Exercise requirements:
Exclude the pictures; give every entry again exactly as written.

Records for the task:

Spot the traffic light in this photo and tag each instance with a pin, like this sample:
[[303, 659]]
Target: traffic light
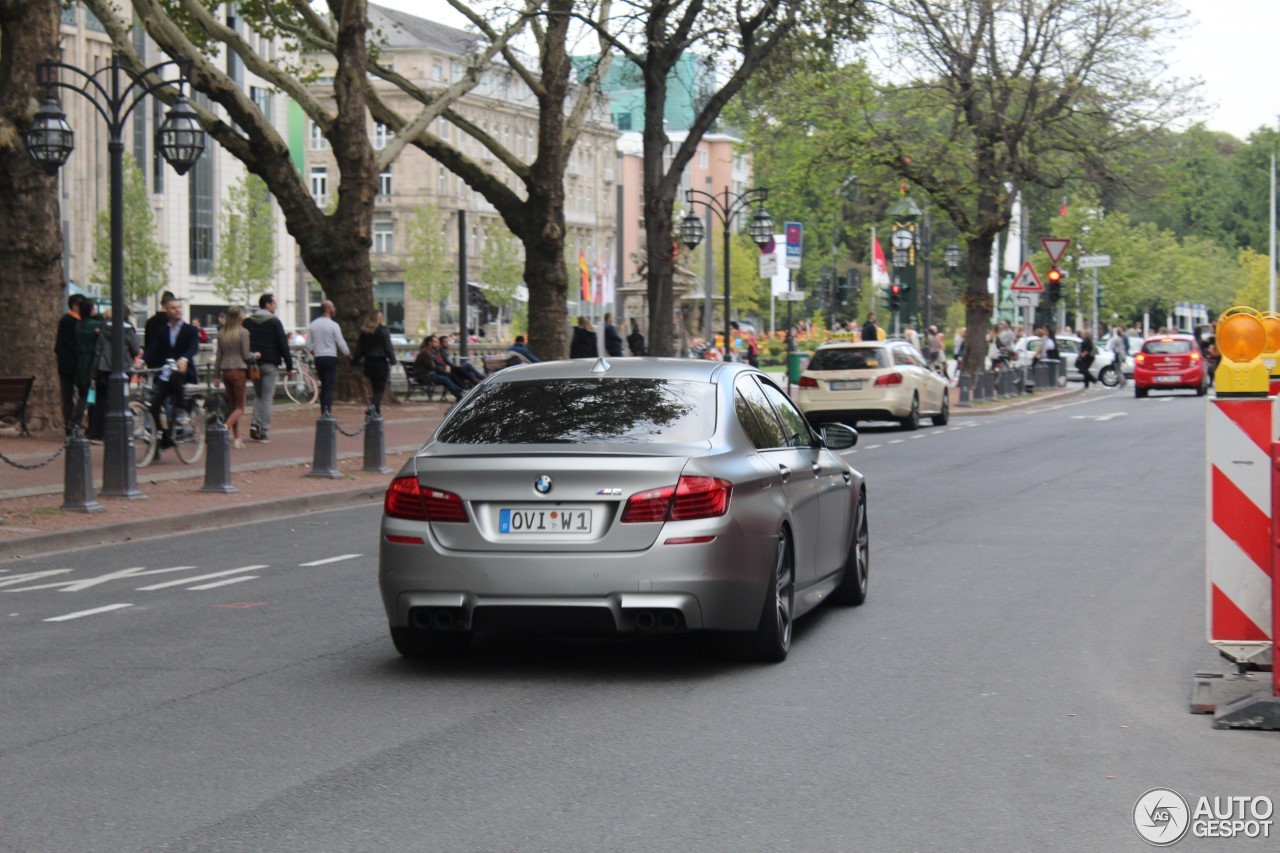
[[1055, 284]]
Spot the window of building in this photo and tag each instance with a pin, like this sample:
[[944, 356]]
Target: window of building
[[389, 299], [384, 231], [320, 186]]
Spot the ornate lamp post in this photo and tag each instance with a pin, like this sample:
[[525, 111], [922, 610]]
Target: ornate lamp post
[[114, 91], [726, 206]]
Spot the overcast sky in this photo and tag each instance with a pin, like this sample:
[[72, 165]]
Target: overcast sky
[[1228, 45]]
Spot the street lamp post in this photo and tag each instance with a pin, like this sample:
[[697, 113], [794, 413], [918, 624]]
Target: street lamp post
[[726, 206], [50, 141]]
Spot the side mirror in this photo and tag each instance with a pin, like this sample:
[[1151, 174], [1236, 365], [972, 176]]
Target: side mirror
[[839, 436]]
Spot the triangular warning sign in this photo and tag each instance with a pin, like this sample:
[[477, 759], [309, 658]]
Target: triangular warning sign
[[1055, 246], [1027, 279]]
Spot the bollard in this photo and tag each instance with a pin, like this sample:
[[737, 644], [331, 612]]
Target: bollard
[[218, 459], [325, 463], [78, 482], [375, 447]]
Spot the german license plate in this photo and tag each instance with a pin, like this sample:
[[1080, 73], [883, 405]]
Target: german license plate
[[543, 520]]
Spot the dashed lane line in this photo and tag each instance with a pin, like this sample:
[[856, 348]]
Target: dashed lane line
[[328, 560], [86, 612]]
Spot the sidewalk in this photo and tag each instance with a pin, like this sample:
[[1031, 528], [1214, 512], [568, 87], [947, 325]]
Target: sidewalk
[[270, 479]]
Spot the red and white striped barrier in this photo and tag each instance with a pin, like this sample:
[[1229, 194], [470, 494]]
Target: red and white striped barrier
[[1239, 539]]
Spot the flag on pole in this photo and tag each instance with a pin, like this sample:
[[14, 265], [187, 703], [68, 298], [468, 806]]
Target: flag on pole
[[585, 276], [880, 268]]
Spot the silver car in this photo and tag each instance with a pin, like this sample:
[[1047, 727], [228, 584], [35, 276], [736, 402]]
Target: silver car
[[622, 496]]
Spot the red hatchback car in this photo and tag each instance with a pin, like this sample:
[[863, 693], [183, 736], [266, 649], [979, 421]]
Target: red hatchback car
[[1169, 361]]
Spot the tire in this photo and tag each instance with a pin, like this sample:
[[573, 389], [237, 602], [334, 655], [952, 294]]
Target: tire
[[913, 418], [851, 591], [301, 388], [419, 644], [144, 434], [188, 439], [772, 637], [945, 415]]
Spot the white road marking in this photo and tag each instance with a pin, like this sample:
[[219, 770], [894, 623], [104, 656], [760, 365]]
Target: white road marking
[[339, 559], [87, 612], [209, 576], [224, 583], [30, 576], [76, 585]]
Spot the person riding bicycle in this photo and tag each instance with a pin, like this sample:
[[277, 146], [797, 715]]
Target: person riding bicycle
[[177, 341]]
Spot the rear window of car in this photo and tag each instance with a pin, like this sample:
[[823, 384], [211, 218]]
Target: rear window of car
[[849, 359], [1168, 347], [563, 411]]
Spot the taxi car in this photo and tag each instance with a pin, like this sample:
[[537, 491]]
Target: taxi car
[[848, 382], [1169, 363]]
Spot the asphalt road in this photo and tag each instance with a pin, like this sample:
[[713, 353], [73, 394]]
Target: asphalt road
[[1018, 678]]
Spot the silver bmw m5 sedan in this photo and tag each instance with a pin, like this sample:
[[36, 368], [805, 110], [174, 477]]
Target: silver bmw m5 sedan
[[622, 496]]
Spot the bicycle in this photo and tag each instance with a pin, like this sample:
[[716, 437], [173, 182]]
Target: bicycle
[[302, 387], [190, 420]]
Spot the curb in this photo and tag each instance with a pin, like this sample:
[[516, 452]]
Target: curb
[[46, 543]]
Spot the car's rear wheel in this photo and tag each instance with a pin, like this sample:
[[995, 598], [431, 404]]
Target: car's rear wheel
[[772, 637], [853, 587], [945, 415], [913, 418], [416, 643]]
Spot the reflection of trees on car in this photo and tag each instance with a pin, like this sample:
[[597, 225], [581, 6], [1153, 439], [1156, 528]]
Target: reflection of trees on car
[[583, 410]]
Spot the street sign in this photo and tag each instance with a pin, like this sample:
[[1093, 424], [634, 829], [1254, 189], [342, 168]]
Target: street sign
[[1027, 279], [768, 265], [1055, 246], [795, 243]]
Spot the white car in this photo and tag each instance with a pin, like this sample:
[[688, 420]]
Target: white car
[[848, 382]]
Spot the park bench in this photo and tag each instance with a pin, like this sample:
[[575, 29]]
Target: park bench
[[14, 392]]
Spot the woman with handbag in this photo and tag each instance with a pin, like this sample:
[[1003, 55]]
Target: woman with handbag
[[233, 364], [376, 355]]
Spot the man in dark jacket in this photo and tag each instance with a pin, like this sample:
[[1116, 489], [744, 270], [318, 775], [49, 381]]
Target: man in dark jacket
[[181, 342], [612, 340], [266, 337], [67, 352]]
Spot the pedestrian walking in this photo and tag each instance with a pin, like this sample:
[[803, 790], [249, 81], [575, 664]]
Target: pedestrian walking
[[103, 372], [375, 356], [268, 338], [68, 360], [233, 359], [325, 342]]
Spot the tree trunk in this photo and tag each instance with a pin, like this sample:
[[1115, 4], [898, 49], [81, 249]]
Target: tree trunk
[[31, 241]]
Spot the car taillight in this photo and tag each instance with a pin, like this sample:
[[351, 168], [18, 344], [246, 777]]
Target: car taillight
[[412, 502], [693, 497]]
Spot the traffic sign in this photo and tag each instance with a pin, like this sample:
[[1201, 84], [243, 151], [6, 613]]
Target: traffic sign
[[1027, 279], [795, 243], [1055, 246]]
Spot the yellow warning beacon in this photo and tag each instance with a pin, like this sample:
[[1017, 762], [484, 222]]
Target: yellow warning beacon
[[1240, 340]]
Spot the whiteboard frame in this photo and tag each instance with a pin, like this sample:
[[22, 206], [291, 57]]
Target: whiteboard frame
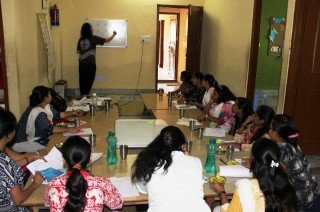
[[113, 46]]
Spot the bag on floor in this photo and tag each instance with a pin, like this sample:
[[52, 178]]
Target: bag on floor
[[58, 103]]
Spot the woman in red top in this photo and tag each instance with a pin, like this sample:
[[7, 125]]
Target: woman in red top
[[78, 190]]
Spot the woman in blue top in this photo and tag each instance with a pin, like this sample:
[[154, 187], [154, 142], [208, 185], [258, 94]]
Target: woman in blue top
[[284, 132], [35, 127], [12, 193]]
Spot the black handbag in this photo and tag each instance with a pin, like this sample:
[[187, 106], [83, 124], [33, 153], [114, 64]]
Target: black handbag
[[58, 103]]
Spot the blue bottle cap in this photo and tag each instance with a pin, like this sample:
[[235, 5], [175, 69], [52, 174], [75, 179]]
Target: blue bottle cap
[[212, 141]]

Solution for this problem:
Spot the traffic light in this photo and tag each instance with a pin, like this sample:
[[303, 659]]
Target: traffic light
[[1055, 284]]
Spot the window of building in this photo and tag each instance with a pin, like this sample:
[[944, 356]]
Target: window of building
[[389, 299], [384, 231], [320, 186]]
Spot the ornate lamp post in this photo and tag each instance with a pin, like this sample:
[[525, 111], [922, 610]]
Target: ornate lamp post
[[114, 91], [726, 206]]
Spot the overcast sky in this photo and tag each instance with a pin, like this sample:
[[72, 165]]
Target: overcast sky
[[1228, 45]]
Spot the street lamp post in this photo and tag each instance with a pin, like this sample:
[[697, 113], [794, 413], [918, 624]]
Target: street lamp post
[[726, 206], [50, 141]]
Spot the side mirror in this photo and tag each instance with a pin, like this sample:
[[1151, 174], [1236, 365], [972, 176]]
Target: side mirror
[[839, 436]]
Spot the triangular warning sign in this photo and tag each instance with a pin, like this sample:
[[477, 759], [309, 658]]
Target: triangular warning sign
[[1055, 246], [1027, 279]]
Spot the bollard in this photo and tag each instance with a pin, like this sample:
[[737, 644], [331, 612]]
Target: bollard
[[218, 459], [325, 463], [78, 482], [375, 447]]
Spot the german license plate in this photo and tag each instance with a pin, like this sample:
[[1080, 73], [883, 405]]
Target: german license plate
[[543, 520]]
Spot the dashed lane line in this photo and tag each instance with a pin, like this sample:
[[856, 348]]
Target: dashed lane line
[[328, 560], [86, 612]]
Spot the sidewalk in this photo and tag each instance with a pin, like this sample:
[[1031, 528], [1214, 512], [568, 87], [947, 325]]
Target: sidewalk
[[270, 479]]
Spot the red and white striped barrier in this photo and tag each instance with a pin, like this sample:
[[1229, 194], [470, 494]]
Target: red and white striped barrier
[[1239, 539]]
Spot the flag on pole in this photo and tag each instance with a pin, like this sample:
[[14, 265], [187, 703], [68, 298], [468, 806]]
Target: flag on pole
[[585, 276], [880, 268]]
Spot the silver car in this photo and tag each instance with a pin, like this sample:
[[1047, 727], [228, 584], [35, 276], [736, 402]]
Target: silver car
[[622, 496]]
Spot the red hatchback car in this photo and tag each instance with a pin, like this sample:
[[863, 693], [183, 736], [266, 649], [979, 421]]
Target: red hatchback car
[[1169, 361]]
Spot the tire in this photo and tag each instance with a pin, like this sample:
[[573, 389], [237, 602], [334, 655], [952, 294]]
Target: tire
[[913, 418], [851, 591], [301, 388], [419, 644], [144, 434], [188, 439], [772, 637], [945, 415]]
Spot the white road marking in this photo and tag each instance with a pin, like this sample:
[[219, 770], [894, 623], [104, 656], [760, 365]]
Target: white road marking
[[339, 559], [87, 612], [209, 576], [224, 583], [30, 576], [76, 585]]
Spot the person riding bicycle in this photo and tag each instance with a pin, like this sample:
[[277, 146], [797, 715]]
Target: person riding bicycle
[[177, 341]]
Spot the rear window of car in this photo and tag each instance with a pin, like this sample:
[[823, 384], [211, 218]]
Target: rear window of car
[[849, 359], [1168, 347], [563, 411]]
Spot the taxi car in this photo and tag each instance with a pin, like this sample:
[[537, 491]]
Target: taxi car
[[848, 382], [1169, 363]]
Spot the asphalt road in this photo and tag each instance with a pin, like this sample:
[[713, 353], [73, 394]]
Target: asphalt road
[[1018, 678]]
Spot the silver bmw m5 sedan in this photo and tag each instance with a pin, like this sample:
[[36, 368], [805, 110], [174, 477]]
Target: silver bmw m5 sedan
[[622, 496]]
Spot the bicycle in this photo and tag each instance with a pin, like this sample:
[[716, 437], [173, 182]]
Target: bicycle
[[302, 387], [190, 420]]
Spot the curb in this photo and tag each instance with a pin, like this sample:
[[516, 452]]
Target: curb
[[46, 543]]
Spot the car's rear wheel in this photo and tag each instance with a pin, like this sample:
[[995, 598], [431, 404]]
Target: car's rear wheel
[[772, 637], [853, 587], [945, 415], [913, 418], [416, 643]]
Spot the reflection of trees on car in this photo and tag each instance with a pin, like this sample:
[[597, 225], [581, 6], [1153, 439], [1156, 528]]
Target: reflection of trees on car
[[583, 410]]
Spot the street sign in this photo and tag each instance with a pin, like this sample:
[[1093, 424], [634, 829], [1254, 189], [342, 168]]
Target: street sign
[[1027, 279], [768, 265], [1055, 246], [795, 243]]
Spot the white car in this photo and tag each instance with a pin, like this sample:
[[688, 420]]
Target: white car
[[848, 382]]
Spot the park bench in this photo and tag each instance with a pin, like this sample:
[[575, 29]]
Target: park bench
[[14, 392]]
Spot the woman with handbag in this photo and tag each instance with a pin, like this sample:
[[1003, 55]]
Target: woman with handbag
[[233, 364], [376, 355]]
Spot the man in dark jacket in this photo and tag each instance with a pin, like this sample:
[[1116, 489], [744, 270], [318, 775], [49, 381]]
Target: man in dark jacket
[[181, 342], [612, 340], [266, 337], [67, 352]]
Spot the pedestrian walking in this photo and tag each instance with a pin, like this sample:
[[803, 790], [249, 81], [575, 664]]
Target: pedestrian walking
[[103, 372], [375, 356], [268, 338], [68, 360], [233, 359], [325, 342]]
Spot the tree trunk in this photo and tag each instance with a pin, like this sample:
[[1115, 4], [898, 49], [81, 249]]
Target: tree trunk
[[31, 241]]
Spot the car taillight in this photo and tag each instance with a pin, like this sample:
[[351, 168], [18, 344], [246, 777]]
Target: car taillight
[[412, 502], [693, 497]]
Spot the traffic sign in this photo and tag each instance with a pin, like this sample:
[[1201, 84], [243, 151], [6, 613]]
Target: traffic sign
[[1027, 279], [795, 243], [1055, 246]]
Spot the yellow warning beacon in this photo and tag each instance with a pin, like this sample:
[[1017, 762], [484, 222]]
Target: yellow warning beacon
[[1240, 340]]
Spot the whiteboard frame in this photo and tag each instance with a pin, like this sample:
[[22, 206], [291, 57]]
Target: whiteboard frame
[[113, 46]]
Spot the bag on floor in this photo and tag each instance with a pin, like this sample:
[[52, 178]]
Target: bag on floor
[[58, 103]]
Spot the woman in red top in this photo and tag each instance with a pin, like this sample:
[[7, 125]]
Target: woman in red top
[[78, 190]]
Spot the woman in blue top in this photo and tag each instance with a pin, like this sample:
[[154, 187], [154, 142], [208, 185], [258, 94]]
Target: woman in blue top
[[284, 132], [35, 127], [12, 193]]
Spot the black handbag in this photo and tag each instance with a pin, like this sample:
[[187, 106], [83, 124], [33, 153], [114, 64]]
Target: black handbag
[[58, 103]]
Spot the blue bottle cap in this photo and tag each instance with a pin, like this sample:
[[235, 5], [175, 69], [52, 174], [75, 179]]
Target: blue bottle cap
[[212, 141]]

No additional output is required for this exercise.